● **SET OF TASKS**:
a. According to the text on Connecticut sports teams, how did the Hartford Yard Goats come to be founded in 2016?
b. Continue the text on Connecticut sports teams after its last sentence.

## Start QUOTED TEXT

Connecticut is home to the WNBA's Connecticut Sun and several minor league sports teams, although it has not had a men's major league franchise since the Hartford Whalers of the NHL relocated to Raleigh, North Carolina in 1997.

Baseball
 Hartford Yard Goats
 The Hartford Yard Goats are a minor league baseball team that was founded in 2016 when the New Britain Rock Cats relocated to Hartford. The franchise is a Colorado Rockies affiliate in the AA Eastern League. Their home stadium is Dunkin' Donuts Park.

Basketball
 Connecticut Sun
 The Connecticut Sun are a women's professional basketball team in the WNBA (Women's National Basketball Association). The Sun plays at the Mohegan Sun Arena inside the Mohegan Sun Resort and Casino in Uncasville. After an April training camp, they play a 34-game season that lasts from May to August.

Football
 Western Connecticut Hawks
 The (Western) Connecticut Hawks are a women's professional tackle football team in the Women's Football Alliance in Division III. The Hawks play at Kaplanis Memorial Fields in Danbury.
 Northern Connecticut Nightmare
 The Northern Connecticut Nightmare are a developmental women's tackle football team in the Women's Football Alliance.  The Nightmare play at Windsor High School.

## End QUOTED TEXT
## Start DATA ENTRIES

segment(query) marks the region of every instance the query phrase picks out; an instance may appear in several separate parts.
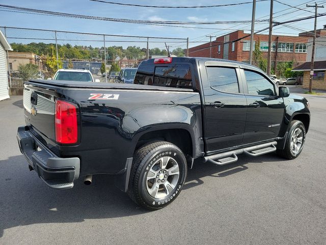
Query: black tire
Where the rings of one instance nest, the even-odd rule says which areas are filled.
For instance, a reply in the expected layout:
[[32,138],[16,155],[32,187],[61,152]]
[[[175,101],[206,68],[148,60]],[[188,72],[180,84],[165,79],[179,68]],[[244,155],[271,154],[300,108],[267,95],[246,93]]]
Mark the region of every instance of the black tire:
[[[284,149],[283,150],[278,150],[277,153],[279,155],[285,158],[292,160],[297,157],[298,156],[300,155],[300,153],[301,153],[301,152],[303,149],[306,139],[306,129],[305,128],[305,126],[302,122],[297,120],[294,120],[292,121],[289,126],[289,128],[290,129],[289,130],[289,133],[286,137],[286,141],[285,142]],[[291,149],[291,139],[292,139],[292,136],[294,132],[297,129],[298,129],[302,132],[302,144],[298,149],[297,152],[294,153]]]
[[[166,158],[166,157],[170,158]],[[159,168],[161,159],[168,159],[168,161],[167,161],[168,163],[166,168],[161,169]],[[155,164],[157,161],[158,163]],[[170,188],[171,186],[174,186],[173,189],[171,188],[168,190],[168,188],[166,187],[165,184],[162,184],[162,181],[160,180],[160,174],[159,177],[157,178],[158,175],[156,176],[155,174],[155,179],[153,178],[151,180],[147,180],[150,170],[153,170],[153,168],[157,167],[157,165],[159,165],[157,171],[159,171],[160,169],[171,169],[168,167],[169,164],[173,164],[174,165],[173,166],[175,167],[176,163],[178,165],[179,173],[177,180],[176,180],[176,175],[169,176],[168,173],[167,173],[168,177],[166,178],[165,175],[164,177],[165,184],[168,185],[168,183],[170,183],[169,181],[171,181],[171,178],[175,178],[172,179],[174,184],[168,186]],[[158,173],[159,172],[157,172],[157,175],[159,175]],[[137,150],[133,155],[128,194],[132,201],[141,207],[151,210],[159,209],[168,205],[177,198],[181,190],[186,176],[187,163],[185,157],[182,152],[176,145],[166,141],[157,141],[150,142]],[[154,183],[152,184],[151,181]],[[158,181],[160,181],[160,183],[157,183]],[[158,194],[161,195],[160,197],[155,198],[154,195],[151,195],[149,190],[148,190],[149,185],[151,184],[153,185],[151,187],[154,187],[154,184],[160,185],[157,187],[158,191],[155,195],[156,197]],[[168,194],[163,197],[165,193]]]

## End DATA ENTRIES

● **PER-TASK ANSWERS**:
a. The Hartford Yard Goats were founded in 2016 when the New Britain Rock Cats relocated to Hartford.

b.
Hockey
 Bridgeport Islanders
 The Bridgeport Islanders are a hockey team based in Bridgeport, Connecticut that plays in the American Hockey League (AHL). They are affiliated with the NHL's New York Islanders. They play their home games at Total Mortgage Arena.
 Hartford Wolf Pack
 The Hartford Wolf Pack is a hockey team based in Hartford that plays in the American Hockey League (AHL). They are affiliated with the New York Rangers of the NHL. They play their home games at the XL Center.
 Connecticut Whale
 The Connecticut Whale is a professional women's ice hockey team based in Danbury, Connecticut that plays in the Premier Hockey Federation (PHF) and was founded in 2015. Its name and colors are an homage to Connecticut's former NHL franchise, the Hartford Whalers.

The Danbury Hat Tricks is a Single-A hockey team that plays in the Federal Prospects Hockey League. They play their games at the Danbury Ice Arena in Danbury, CT. The team is known for its rowdy fans who sit in section 102.

Soccer

 Hartford Athletic
 The Hartford Athletic is a soccer team that plays in the USL Championship. They play their home matches at Trinity Health Stadium.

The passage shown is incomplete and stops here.